#### WORK TASK:
Starting from the line that contains "the red and", output every remaining line of the records below exactly as it appears, that line and the last one included.
:: MATERIAL SHOWN ::
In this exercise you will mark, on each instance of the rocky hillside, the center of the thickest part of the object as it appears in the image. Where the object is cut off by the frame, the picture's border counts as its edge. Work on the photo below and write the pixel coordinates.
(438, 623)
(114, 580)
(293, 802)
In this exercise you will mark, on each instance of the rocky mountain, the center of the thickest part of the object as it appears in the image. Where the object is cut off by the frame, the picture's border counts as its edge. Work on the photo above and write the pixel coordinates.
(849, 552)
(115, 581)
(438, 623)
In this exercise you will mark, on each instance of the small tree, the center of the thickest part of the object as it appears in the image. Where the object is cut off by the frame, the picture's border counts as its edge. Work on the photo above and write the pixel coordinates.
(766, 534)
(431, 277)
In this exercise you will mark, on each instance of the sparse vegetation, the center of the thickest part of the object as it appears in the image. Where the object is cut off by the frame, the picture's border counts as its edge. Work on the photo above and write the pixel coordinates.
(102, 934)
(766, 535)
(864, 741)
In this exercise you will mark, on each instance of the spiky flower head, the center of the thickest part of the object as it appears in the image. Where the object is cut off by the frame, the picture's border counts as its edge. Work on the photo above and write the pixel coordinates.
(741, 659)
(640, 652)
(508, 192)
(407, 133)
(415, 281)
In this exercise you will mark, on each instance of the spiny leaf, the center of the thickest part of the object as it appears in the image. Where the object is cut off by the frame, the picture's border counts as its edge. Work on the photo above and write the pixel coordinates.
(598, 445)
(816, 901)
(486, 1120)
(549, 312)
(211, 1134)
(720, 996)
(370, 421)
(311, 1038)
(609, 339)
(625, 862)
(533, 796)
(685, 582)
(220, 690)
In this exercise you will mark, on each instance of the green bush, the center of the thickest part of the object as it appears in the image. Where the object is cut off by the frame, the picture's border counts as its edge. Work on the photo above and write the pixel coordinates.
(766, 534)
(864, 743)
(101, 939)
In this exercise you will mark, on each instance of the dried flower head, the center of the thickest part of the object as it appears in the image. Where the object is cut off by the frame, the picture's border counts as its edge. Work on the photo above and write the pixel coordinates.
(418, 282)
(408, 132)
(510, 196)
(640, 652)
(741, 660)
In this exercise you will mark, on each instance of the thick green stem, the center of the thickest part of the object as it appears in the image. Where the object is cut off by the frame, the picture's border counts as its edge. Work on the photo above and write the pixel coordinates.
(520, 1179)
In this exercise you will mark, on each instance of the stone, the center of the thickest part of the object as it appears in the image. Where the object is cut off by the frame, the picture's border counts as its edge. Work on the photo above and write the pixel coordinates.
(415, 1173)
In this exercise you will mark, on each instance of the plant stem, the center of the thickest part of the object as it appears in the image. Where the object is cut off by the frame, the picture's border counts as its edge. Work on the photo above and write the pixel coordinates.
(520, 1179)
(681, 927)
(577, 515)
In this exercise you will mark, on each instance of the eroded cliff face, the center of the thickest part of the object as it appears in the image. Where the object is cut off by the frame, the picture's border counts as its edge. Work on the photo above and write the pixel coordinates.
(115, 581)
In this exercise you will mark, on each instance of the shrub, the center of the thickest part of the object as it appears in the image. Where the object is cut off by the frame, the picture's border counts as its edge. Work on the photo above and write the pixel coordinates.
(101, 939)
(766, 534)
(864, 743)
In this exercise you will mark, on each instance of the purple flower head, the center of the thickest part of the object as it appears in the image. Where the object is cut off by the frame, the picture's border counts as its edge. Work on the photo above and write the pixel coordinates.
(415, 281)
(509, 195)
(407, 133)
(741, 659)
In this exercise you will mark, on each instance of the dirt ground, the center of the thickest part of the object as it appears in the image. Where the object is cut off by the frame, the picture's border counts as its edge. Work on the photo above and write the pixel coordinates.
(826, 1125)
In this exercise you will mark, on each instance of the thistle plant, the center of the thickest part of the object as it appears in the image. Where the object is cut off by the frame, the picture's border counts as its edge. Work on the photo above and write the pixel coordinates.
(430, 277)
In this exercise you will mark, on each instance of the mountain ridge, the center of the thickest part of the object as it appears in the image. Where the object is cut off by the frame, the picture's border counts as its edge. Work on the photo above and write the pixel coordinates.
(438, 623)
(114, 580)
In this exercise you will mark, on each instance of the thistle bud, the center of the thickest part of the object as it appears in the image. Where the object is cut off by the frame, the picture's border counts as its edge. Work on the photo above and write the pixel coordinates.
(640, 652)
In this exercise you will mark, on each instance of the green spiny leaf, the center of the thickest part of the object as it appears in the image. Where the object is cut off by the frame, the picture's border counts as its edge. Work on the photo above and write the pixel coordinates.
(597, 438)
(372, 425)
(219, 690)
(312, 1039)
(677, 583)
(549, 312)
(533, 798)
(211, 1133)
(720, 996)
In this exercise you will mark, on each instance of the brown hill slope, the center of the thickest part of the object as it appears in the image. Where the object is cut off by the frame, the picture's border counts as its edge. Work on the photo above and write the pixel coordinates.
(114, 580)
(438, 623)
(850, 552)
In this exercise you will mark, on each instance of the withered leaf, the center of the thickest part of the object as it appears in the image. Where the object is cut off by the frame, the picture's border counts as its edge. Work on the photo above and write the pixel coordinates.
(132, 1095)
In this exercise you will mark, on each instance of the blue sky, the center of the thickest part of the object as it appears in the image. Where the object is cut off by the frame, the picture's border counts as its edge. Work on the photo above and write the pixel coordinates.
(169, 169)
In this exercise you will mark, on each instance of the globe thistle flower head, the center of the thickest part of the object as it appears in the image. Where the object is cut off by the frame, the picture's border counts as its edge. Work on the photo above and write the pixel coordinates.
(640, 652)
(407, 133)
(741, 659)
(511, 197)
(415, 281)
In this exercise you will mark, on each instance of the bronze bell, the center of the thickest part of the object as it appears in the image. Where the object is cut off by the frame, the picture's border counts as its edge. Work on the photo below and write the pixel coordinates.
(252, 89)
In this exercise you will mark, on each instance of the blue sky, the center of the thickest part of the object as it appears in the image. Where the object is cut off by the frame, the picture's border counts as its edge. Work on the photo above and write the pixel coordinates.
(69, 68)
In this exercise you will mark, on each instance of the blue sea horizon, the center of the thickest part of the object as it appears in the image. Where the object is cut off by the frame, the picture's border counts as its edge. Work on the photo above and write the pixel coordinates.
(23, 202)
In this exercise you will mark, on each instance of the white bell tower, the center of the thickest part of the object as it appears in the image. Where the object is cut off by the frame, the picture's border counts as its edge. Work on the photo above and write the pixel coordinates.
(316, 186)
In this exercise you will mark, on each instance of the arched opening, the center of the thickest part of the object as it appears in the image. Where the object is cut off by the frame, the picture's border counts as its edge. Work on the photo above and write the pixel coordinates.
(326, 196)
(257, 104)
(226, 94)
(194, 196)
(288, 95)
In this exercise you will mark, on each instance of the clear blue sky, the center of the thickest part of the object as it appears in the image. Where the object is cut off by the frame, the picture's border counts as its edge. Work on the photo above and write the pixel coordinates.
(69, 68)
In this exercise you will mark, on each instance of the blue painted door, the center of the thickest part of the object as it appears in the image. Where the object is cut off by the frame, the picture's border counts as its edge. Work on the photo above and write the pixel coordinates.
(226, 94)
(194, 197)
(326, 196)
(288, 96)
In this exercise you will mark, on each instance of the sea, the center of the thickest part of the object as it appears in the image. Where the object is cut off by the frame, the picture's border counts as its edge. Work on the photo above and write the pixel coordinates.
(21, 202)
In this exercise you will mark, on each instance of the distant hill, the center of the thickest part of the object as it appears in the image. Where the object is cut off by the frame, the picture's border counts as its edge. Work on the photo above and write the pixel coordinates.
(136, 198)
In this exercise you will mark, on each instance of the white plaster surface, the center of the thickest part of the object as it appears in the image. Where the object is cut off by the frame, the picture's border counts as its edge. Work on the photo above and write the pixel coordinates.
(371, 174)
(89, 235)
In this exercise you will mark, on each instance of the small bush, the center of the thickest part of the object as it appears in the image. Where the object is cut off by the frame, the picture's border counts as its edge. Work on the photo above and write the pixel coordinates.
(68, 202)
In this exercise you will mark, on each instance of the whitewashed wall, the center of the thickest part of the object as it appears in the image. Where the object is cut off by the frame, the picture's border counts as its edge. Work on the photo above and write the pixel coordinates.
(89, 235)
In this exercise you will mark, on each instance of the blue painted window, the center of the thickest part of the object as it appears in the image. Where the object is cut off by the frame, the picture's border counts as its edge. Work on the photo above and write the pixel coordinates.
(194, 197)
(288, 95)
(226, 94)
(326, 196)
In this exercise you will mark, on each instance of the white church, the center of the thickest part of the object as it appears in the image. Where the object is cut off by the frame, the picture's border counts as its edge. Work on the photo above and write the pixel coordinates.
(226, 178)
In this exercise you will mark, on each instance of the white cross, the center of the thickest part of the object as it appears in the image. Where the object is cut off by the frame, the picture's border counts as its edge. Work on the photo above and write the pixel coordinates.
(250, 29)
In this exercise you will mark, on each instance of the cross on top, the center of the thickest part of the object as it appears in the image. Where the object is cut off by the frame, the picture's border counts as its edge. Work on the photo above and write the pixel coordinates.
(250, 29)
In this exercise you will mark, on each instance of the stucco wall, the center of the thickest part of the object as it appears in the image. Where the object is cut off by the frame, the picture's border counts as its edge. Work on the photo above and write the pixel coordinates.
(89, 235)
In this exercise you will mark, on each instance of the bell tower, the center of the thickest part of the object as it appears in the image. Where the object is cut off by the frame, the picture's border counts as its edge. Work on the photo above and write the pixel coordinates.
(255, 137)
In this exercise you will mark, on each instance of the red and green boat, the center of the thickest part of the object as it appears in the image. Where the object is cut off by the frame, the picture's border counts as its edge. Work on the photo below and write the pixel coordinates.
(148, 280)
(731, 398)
:::
#### OUTPUT:
In this exercise you will mark, on each instance of the red and green boat, the center of the thickest part of the object as it appears in the image. Where the object is cut off by the frame, the picture's border counts as its edge. Work on the photo below and write the pixel coordinates.
(148, 280)
(731, 398)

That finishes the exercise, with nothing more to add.